In Bosnia and Herzegovina, the smallest administrative unit is the municipality ("opština/општина" or "općina/опћина" in the official languages and scripts of the country). Prior to the 1992–95 Bosnian War there were 109 municipalities in what was then Socialist Republic of Bosnia and Herzegovina. Ten of these formed the area of the capital Sarajevo.

After the war, the number of municipalities was increased to 143, grouped in the following way:
79 municipalities constitute the Federation of Bosnia and Herzegovina (FBiH), which comprises 51% of the country's total territory. The municipalities within the federation are grouped into ten cantons.
64 municipalities constitute the Republika Srpska (RS), which comprises 49% of the country's total territory.

In addition, Brčko District does not belong to either entity and is governed as a condominium of both FBiH and RS entities. The district corresponds to the pre-war Brčko municipality. Although technically not called a municipality, it is treated as such for statistic purposes.

Administratively, each municipality has a municipality council and a municipality head, and they usually consist of an urban area with the surrounding villages and rural areas around it. Bosnia and Herzegovina also has 32 officially designated cities: Banja Luka, Bihać, Tuzla, Mostar, Zenica, Doboj, Prijedor, Bijeljina, Trebinje, Široki Brijeg, Cazin, Goražde, Livno, Zvornik, Gradiška, Živinice, Gračanica, Srebrenik, Gradačac, Visoko, Ljubuški, Čapljina, Derventa, Lukavac, Zavidovići, Konjic, Bosanska Krupa, Orašje, Stolac and Laktaši each correspond to a single eponymous municipality. The cities of Sarajevo and Istočno Sarajevo consist of four and six municipalities respectively, which roughly correspond to the ten pre-war municipalities which constituted the capital city.

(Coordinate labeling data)
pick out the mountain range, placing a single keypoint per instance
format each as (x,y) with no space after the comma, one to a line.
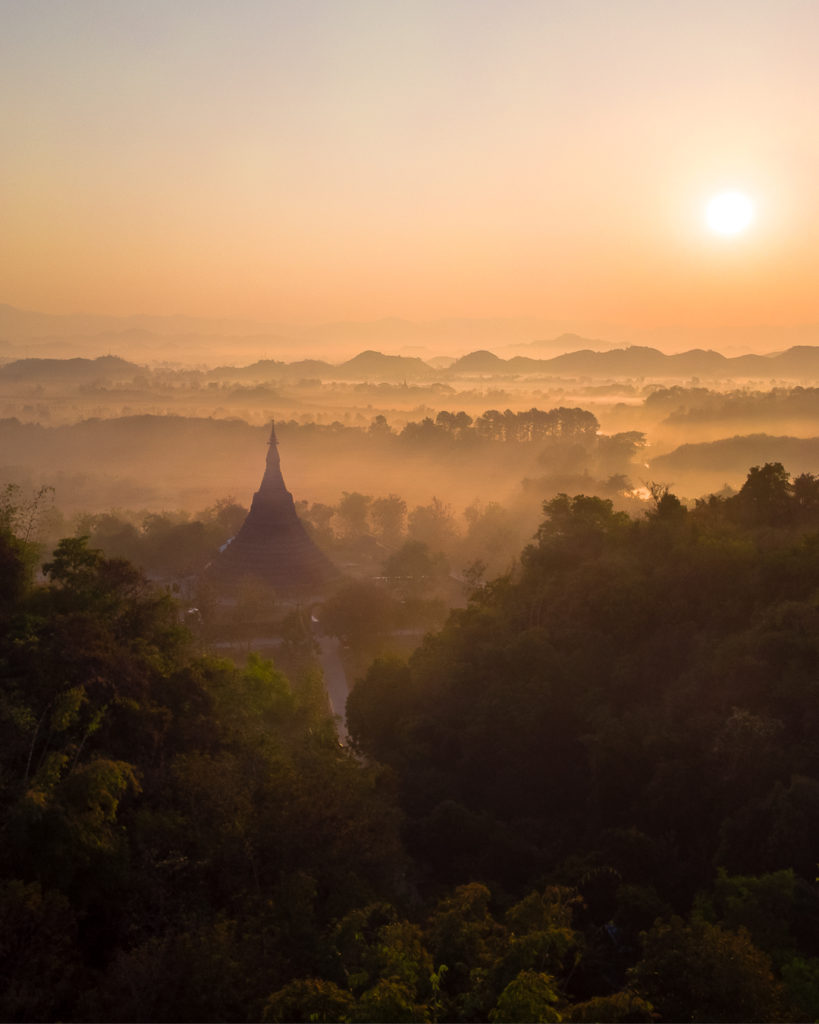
(195,340)
(796,364)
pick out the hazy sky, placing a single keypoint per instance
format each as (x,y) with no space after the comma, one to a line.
(316,160)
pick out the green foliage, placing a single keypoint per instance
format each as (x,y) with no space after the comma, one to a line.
(308,999)
(530,996)
(701,972)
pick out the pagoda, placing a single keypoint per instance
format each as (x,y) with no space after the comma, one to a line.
(272,544)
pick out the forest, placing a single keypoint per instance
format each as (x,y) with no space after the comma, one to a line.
(591,795)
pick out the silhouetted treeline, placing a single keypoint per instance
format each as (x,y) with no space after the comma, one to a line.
(593,796)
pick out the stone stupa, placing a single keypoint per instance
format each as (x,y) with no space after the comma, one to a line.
(272,544)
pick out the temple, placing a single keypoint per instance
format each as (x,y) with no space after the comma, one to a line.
(272,544)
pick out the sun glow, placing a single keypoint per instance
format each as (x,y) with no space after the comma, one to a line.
(729,213)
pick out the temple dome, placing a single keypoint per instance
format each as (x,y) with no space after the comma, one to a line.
(272,544)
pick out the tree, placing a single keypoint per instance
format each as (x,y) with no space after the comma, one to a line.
(701,972)
(765,498)
(388,515)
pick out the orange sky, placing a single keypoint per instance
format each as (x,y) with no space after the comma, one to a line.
(303,161)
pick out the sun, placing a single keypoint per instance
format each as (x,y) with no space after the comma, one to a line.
(729,213)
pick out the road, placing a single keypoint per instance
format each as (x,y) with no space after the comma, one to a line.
(335,680)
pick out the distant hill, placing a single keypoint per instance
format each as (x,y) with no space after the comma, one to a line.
(479,363)
(696,469)
(387,368)
(76,371)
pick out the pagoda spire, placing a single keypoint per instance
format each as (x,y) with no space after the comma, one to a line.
(272,544)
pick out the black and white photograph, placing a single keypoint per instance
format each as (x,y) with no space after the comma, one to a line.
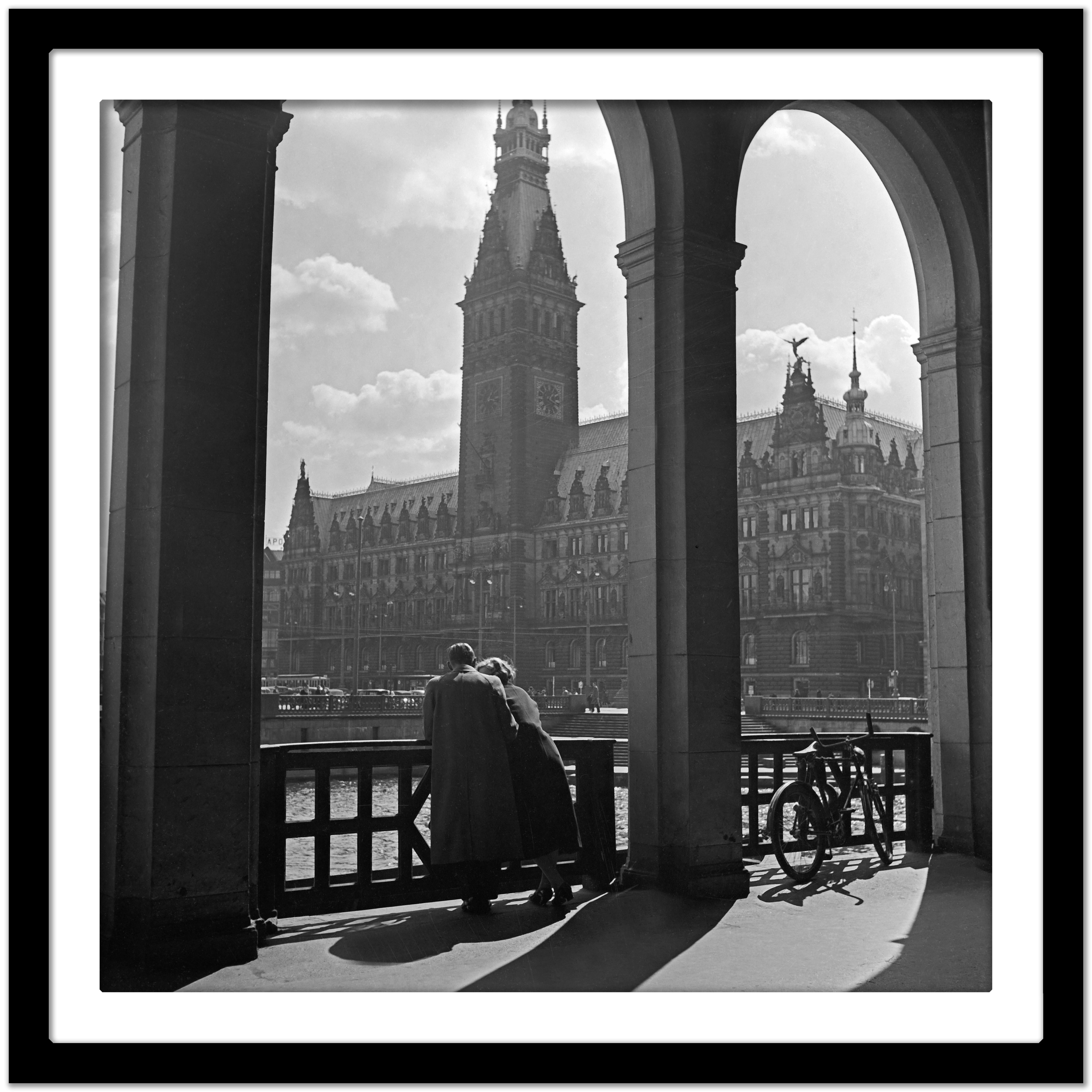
(548,544)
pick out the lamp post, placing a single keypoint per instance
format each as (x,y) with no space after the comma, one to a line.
(586,577)
(383,614)
(483,580)
(515,603)
(889,585)
(356,616)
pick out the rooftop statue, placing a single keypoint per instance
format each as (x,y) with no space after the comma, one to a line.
(797,343)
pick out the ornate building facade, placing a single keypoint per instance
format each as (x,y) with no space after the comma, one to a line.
(524,550)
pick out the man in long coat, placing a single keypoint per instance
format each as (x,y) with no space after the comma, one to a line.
(474,823)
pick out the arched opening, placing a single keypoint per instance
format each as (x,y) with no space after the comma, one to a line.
(673,185)
(680,169)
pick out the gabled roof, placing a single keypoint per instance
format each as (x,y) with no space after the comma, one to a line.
(379,495)
(599,442)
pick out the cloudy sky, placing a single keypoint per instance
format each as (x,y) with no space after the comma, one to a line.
(379,209)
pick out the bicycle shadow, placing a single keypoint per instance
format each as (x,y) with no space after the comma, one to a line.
(836,876)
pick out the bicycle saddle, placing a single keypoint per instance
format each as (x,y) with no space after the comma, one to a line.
(816,750)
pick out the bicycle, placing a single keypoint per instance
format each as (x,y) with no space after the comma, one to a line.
(807,816)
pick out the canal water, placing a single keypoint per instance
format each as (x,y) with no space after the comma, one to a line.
(300,852)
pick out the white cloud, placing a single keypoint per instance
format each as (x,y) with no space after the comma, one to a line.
(889,371)
(780,137)
(403,425)
(423,165)
(328,296)
(305,433)
(393,394)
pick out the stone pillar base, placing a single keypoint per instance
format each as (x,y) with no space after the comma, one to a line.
(731,882)
(181,949)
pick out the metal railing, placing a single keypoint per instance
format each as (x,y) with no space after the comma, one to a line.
(853,709)
(365,705)
(892,755)
(901,764)
(596,865)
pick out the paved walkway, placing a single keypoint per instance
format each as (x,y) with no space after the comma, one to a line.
(923,924)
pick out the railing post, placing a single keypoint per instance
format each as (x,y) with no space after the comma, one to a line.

Tasks to perform:
- a) Could you repeat the passage on Bosnian municipalities, starting at "In addition, Brčko" and ending at "for statistic purposes.", but swap "condominium" for "joint territory"?
- b) How would you sum up the passage on Bosnian municipalities in two sentences?
- c) What comes next in the passage on Bosnian municipalities? Pick up right after its final sentence and write the following part.

Answers in order:
- a)
In addition, Brčko District does not belong to either entity and is governed as a joint territory of both FBiH and RS entities. The district corresponds to the pre-war Brčko municipality. Although technically not called a municipality, it is treated as such for statistic purposes.

- b) Bosnia and Herzegovina's smallest administrative unit is the municipality, and the number of municipalities rose from 109 before the 1992–95 war to 143 afterward: 79 in the Federation of Bosnia and Herzegovina and 64 in Republika Srpska, while Brčko District is treated as a municipality for statistical purposes. Each municipality has a council and a head, and the country also has 32 officially designated cities, among them Sarajevo and Istočno Sarajevo, which consist of four and six municipalities respectively.

- c)
History

Socialist Republic 

On 16 August 1945, the Presidency of the National Assembly of Bosnia and Herzegovina enacted the Act on Territorial Division of the Federal Bosnia and Herzegovina on Okrugs, Srezs and the Areas of the Local People's Committees. According to this act, Bosnia and Herzegovina was divided into 7 okrugs – Sarajevo, Herzegovina, Travnik, Banja Luka, Doboj and Travnik.

The new Act on Administrative-Territorial Division was enacted in 1949. The People's Republic of Bosnia and Herzegovina was then divided into four oblasts – Sarajevo, Mostar, Banja Luka and Tuzla .

In 1952, the National Assembly of Bosnia and Herzegovina again changed the local administration by enacting the Act on the Division of the Territory of the People's Republic of Bosnia and Herzegovina. The oblasts were abolished, while the country was divided into 66 srezs, 5 cities and 418 municipalities, of which 53 were city municipalities.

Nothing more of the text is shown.